▶ Your task: A faithful, complete copy of the records is required.

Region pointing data
────────

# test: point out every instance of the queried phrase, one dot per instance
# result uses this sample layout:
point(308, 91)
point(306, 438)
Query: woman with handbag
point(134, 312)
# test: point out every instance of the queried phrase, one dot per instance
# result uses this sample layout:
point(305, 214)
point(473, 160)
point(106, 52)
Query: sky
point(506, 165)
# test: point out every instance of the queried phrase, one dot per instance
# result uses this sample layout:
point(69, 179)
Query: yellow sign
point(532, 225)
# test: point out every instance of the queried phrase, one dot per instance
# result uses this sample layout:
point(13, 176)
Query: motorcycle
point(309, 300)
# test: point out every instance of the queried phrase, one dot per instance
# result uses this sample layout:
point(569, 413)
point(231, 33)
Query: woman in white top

────────

▶ Written response:
# test: point out every instance of the queried phrase, one dot per instance
# result uses this sample layout:
point(308, 91)
point(306, 438)
Query: woman with handbag
point(134, 312)
# test: point out every instance of the queried phrase, one dot per instance
# result uses this sample layout:
point(305, 214)
point(473, 160)
point(106, 52)
Query: sky
point(506, 165)
# test: point out every instance of the queried phrase, one dot per instance
# result uses this sample layout:
point(69, 179)
Query: yellow sign
point(532, 225)
# test: point out every instance of the queried phrase, one dot per instance
# result uses this sample layout:
point(13, 176)
Query: motorcycle
point(309, 300)
# test: point out every instance of the queried phrase, one dot per instance
# result uses this sample layout:
point(569, 413)
point(231, 33)
Query: woman in white top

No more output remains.